In the mailing-list excerpt on disabling migrations, who tests the generated SQL diff before it is applied to the production database?

▸ **Text passage**:

━━━━

2014-01-22 Thread Russell Keith-Magee
On Wed, Jan 22, 2014 at 3:59 PM, Shai Berger  wrote:

> Hi,
>
> (quotations reordered a little)
>
> On Wednesday 22 January 2014 14:48:25 Russell Keith-Magee wrote:
> > On Wed, Jan 22, 2014 at 1:51 PM, Michael Manfre 
> wrote:
> > > *Why Disable Migrations?*
> > >
> > > 1) Not all projects need schema migrations or want Django to manage the
> > > migrations. My primary project has Django working against a legacy
> > > database and relies upon an external tool (and a DBA) to manage schema
> > > changes in our environment. This workflow uses syncdb to create the
> tables
> > > in to a temporary database and then compares it will an external tool
> that
> > > generates an SQL diff. This diff is tested by the DBA before being
> applied
> > > to the production database. This basic workflow will continue even
> after
> > > upgrading to Django 1.7.
> > >
> > > This scenario does not necessarily need to be handled as a database
> > > feature. Russell's idea during the IRC discussion was a database
> > > configuration that acts as a safety to prevent migrations from being
> > > applied; similar to managed models.
> >
> > I have no problem with this use case. My problem with the specific
> proposal
> > in #21841 is that the database backend is the wrong place to be making
> this
> > distinction. The decision as to whether the backend supports migrations
> is
> > independent of whether the user wants to use them. The PostgreSQL
> supports
> > migrations; that doesn't mean I want to use them.

━━━━

▸ **Collected data**:
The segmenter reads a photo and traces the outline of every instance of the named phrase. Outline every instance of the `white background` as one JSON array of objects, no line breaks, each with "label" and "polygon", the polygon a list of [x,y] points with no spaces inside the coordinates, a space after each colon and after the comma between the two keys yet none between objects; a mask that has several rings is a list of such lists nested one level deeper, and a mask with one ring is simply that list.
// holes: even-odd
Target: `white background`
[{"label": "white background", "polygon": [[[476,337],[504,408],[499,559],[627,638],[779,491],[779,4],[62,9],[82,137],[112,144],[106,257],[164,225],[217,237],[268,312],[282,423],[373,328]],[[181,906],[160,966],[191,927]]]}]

━━━━

▸ **Finished exercise**:
The DBA.